ENTRIES SHOWN:
⁂
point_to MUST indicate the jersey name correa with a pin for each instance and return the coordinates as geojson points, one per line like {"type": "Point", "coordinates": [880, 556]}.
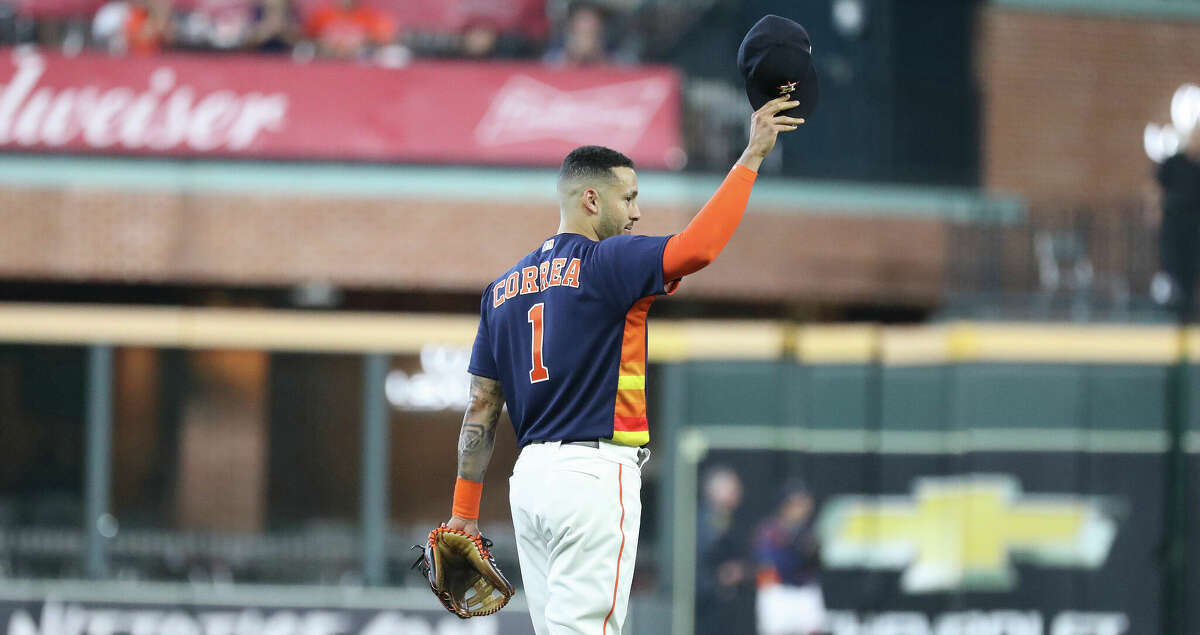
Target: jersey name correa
{"type": "Point", "coordinates": [564, 333]}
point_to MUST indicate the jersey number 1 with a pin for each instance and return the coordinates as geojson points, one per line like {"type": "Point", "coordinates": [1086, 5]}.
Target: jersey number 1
{"type": "Point", "coordinates": [538, 372]}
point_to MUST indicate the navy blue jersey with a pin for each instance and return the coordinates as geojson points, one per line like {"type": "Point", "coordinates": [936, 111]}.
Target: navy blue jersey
{"type": "Point", "coordinates": [564, 331]}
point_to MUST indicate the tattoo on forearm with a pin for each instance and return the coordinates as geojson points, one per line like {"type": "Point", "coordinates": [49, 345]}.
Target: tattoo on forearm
{"type": "Point", "coordinates": [478, 435]}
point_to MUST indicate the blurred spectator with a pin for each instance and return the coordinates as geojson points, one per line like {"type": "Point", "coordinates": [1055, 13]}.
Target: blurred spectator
{"type": "Point", "coordinates": [585, 39]}
{"type": "Point", "coordinates": [723, 593]}
{"type": "Point", "coordinates": [501, 28]}
{"type": "Point", "coordinates": [274, 27]}
{"type": "Point", "coordinates": [349, 29]}
{"type": "Point", "coordinates": [790, 600]}
{"type": "Point", "coordinates": [138, 27]}
{"type": "Point", "coordinates": [1180, 233]}
{"type": "Point", "coordinates": [483, 37]}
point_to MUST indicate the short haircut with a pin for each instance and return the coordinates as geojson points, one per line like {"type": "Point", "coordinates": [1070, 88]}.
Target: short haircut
{"type": "Point", "coordinates": [592, 162]}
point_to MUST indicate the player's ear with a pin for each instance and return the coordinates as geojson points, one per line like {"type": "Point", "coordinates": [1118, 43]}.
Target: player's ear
{"type": "Point", "coordinates": [591, 201]}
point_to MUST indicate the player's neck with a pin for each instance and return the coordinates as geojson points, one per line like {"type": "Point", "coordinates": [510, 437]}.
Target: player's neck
{"type": "Point", "coordinates": [567, 227]}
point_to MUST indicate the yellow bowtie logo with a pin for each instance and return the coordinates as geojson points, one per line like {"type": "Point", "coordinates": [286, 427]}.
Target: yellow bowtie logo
{"type": "Point", "coordinates": [963, 532]}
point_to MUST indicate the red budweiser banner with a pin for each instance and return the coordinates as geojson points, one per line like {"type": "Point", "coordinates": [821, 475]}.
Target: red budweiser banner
{"type": "Point", "coordinates": [271, 108]}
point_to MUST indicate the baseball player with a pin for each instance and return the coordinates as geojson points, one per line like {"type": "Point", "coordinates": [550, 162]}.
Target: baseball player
{"type": "Point", "coordinates": [562, 340]}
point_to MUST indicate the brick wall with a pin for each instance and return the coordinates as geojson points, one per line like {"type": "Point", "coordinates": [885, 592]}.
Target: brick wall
{"type": "Point", "coordinates": [1066, 100]}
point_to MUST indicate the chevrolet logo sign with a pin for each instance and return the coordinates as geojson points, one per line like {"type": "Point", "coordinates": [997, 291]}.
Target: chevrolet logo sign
{"type": "Point", "coordinates": [964, 532]}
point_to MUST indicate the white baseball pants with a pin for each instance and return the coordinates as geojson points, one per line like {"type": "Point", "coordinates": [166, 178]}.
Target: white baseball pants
{"type": "Point", "coordinates": [576, 511]}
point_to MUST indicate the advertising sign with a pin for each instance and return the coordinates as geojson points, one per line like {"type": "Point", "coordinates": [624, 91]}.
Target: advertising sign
{"type": "Point", "coordinates": [249, 107]}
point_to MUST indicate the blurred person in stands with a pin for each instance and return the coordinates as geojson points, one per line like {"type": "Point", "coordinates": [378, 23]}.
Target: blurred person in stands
{"type": "Point", "coordinates": [483, 37]}
{"type": "Point", "coordinates": [274, 27]}
{"type": "Point", "coordinates": [349, 29]}
{"type": "Point", "coordinates": [1180, 233]}
{"type": "Point", "coordinates": [724, 595]}
{"type": "Point", "coordinates": [137, 27]}
{"type": "Point", "coordinates": [585, 39]}
{"type": "Point", "coordinates": [790, 600]}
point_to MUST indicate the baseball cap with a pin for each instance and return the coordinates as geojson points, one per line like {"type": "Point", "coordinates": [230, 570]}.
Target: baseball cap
{"type": "Point", "coordinates": [775, 58]}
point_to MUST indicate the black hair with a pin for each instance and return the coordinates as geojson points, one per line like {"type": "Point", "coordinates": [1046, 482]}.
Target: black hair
{"type": "Point", "coordinates": [593, 162]}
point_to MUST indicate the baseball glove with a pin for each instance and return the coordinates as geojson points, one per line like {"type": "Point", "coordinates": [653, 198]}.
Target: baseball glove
{"type": "Point", "coordinates": [462, 573]}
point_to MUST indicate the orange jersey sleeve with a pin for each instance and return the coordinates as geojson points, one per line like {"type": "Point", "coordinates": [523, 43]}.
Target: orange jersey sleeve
{"type": "Point", "coordinates": [711, 229]}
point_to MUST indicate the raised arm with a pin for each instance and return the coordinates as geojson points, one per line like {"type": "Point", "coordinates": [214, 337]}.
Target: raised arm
{"type": "Point", "coordinates": [477, 438]}
{"type": "Point", "coordinates": [711, 229]}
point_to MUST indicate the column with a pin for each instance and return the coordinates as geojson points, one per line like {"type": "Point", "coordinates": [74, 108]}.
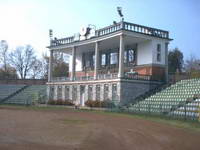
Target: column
{"type": "Point", "coordinates": [121, 57]}
{"type": "Point", "coordinates": [50, 66]}
{"type": "Point", "coordinates": [73, 63]}
{"type": "Point", "coordinates": [166, 63]}
{"type": "Point", "coordinates": [96, 60]}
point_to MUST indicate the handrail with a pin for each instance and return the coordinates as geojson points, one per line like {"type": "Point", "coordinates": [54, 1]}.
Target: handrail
{"type": "Point", "coordinates": [116, 27]}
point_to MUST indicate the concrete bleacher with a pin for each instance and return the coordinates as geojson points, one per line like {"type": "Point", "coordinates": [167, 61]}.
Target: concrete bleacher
{"type": "Point", "coordinates": [190, 110]}
{"type": "Point", "coordinates": [170, 99]}
{"type": "Point", "coordinates": [28, 96]}
{"type": "Point", "coordinates": [7, 90]}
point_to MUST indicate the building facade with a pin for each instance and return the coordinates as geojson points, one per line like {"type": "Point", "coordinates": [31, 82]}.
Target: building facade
{"type": "Point", "coordinates": [118, 63]}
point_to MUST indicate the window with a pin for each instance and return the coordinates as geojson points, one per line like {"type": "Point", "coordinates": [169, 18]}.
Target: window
{"type": "Point", "coordinates": [131, 55]}
{"type": "Point", "coordinates": [59, 92]}
{"type": "Point", "coordinates": [106, 91]}
{"type": "Point", "coordinates": [98, 92]}
{"type": "Point", "coordinates": [66, 92]}
{"type": "Point", "coordinates": [103, 59]}
{"type": "Point", "coordinates": [125, 56]}
{"type": "Point", "coordinates": [88, 59]}
{"type": "Point", "coordinates": [90, 95]}
{"type": "Point", "coordinates": [114, 92]}
{"type": "Point", "coordinates": [158, 52]}
{"type": "Point", "coordinates": [113, 58]}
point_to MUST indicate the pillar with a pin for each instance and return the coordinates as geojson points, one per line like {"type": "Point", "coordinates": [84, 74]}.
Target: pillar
{"type": "Point", "coordinates": [96, 60]}
{"type": "Point", "coordinates": [73, 63]}
{"type": "Point", "coordinates": [50, 66]}
{"type": "Point", "coordinates": [166, 63]}
{"type": "Point", "coordinates": [121, 57]}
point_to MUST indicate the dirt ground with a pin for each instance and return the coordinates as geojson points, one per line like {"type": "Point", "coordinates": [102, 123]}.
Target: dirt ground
{"type": "Point", "coordinates": [28, 129]}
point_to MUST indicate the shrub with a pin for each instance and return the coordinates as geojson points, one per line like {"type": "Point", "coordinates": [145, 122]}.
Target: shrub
{"type": "Point", "coordinates": [60, 102]}
{"type": "Point", "coordinates": [51, 102]}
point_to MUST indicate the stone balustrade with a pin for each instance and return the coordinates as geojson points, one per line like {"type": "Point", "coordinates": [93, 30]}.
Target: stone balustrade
{"type": "Point", "coordinates": [116, 27]}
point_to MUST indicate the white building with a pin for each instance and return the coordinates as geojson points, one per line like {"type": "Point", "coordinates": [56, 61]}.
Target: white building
{"type": "Point", "coordinates": [118, 62]}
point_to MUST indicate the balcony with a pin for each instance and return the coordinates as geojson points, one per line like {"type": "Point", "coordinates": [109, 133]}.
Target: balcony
{"type": "Point", "coordinates": [114, 28]}
{"type": "Point", "coordinates": [128, 76]}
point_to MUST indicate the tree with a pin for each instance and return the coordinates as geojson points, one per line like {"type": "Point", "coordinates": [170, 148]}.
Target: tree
{"type": "Point", "coordinates": [192, 67]}
{"type": "Point", "coordinates": [23, 60]}
{"type": "Point", "coordinates": [10, 73]}
{"type": "Point", "coordinates": [4, 53]}
{"type": "Point", "coordinates": [61, 69]}
{"type": "Point", "coordinates": [192, 64]}
{"type": "Point", "coordinates": [60, 66]}
{"type": "Point", "coordinates": [175, 60]}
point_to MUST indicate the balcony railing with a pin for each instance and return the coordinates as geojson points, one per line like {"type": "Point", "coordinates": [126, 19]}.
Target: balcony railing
{"type": "Point", "coordinates": [116, 27]}
{"type": "Point", "coordinates": [106, 77]}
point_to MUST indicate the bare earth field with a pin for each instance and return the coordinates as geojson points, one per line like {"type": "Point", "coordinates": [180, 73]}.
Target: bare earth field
{"type": "Point", "coordinates": [65, 129]}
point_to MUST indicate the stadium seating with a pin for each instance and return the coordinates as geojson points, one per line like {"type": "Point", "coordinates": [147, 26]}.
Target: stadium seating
{"type": "Point", "coordinates": [190, 110]}
{"type": "Point", "coordinates": [29, 95]}
{"type": "Point", "coordinates": [7, 90]}
{"type": "Point", "coordinates": [170, 99]}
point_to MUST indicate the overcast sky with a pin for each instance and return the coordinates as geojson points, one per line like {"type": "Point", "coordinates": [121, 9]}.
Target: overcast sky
{"type": "Point", "coordinates": [28, 21]}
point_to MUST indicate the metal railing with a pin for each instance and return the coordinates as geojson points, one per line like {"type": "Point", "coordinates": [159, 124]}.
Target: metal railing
{"type": "Point", "coordinates": [86, 78]}
{"type": "Point", "coordinates": [170, 109]}
{"type": "Point", "coordinates": [116, 27]}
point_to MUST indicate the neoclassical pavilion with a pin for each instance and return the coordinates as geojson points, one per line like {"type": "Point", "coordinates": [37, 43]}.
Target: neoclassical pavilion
{"type": "Point", "coordinates": [118, 62]}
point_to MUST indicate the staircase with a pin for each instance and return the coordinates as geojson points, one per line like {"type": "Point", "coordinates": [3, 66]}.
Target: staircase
{"type": "Point", "coordinates": [30, 95]}
{"type": "Point", "coordinates": [8, 90]}
{"type": "Point", "coordinates": [169, 99]}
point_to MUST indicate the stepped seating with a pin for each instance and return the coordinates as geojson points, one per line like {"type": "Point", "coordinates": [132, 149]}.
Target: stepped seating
{"type": "Point", "coordinates": [170, 98]}
{"type": "Point", "coordinates": [190, 110]}
{"type": "Point", "coordinates": [7, 90]}
{"type": "Point", "coordinates": [28, 95]}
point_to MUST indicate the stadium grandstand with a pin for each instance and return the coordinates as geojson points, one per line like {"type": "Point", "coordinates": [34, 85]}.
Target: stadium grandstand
{"type": "Point", "coordinates": [21, 94]}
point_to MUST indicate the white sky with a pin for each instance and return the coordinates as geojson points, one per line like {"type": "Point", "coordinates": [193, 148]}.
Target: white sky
{"type": "Point", "coordinates": [20, 26]}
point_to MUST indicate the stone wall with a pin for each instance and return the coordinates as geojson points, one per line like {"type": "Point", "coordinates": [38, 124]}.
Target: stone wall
{"type": "Point", "coordinates": [132, 89]}
{"type": "Point", "coordinates": [118, 90]}
{"type": "Point", "coordinates": [24, 81]}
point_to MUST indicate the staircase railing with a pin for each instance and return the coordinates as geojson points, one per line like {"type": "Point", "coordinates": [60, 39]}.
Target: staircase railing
⁂
WORK ORDER: Write out exactly the lines that begin at the one containing "point_to MUST indicate the staircase railing" and continue through the last line of the data, and only those.

OUTPUT OF THE EXERCISE:
point_to MUST indicate the staircase railing with a pin for each instance and return the coordinates as geojson points, one per line like {"type": "Point", "coordinates": [60, 39]}.
Target: staircase railing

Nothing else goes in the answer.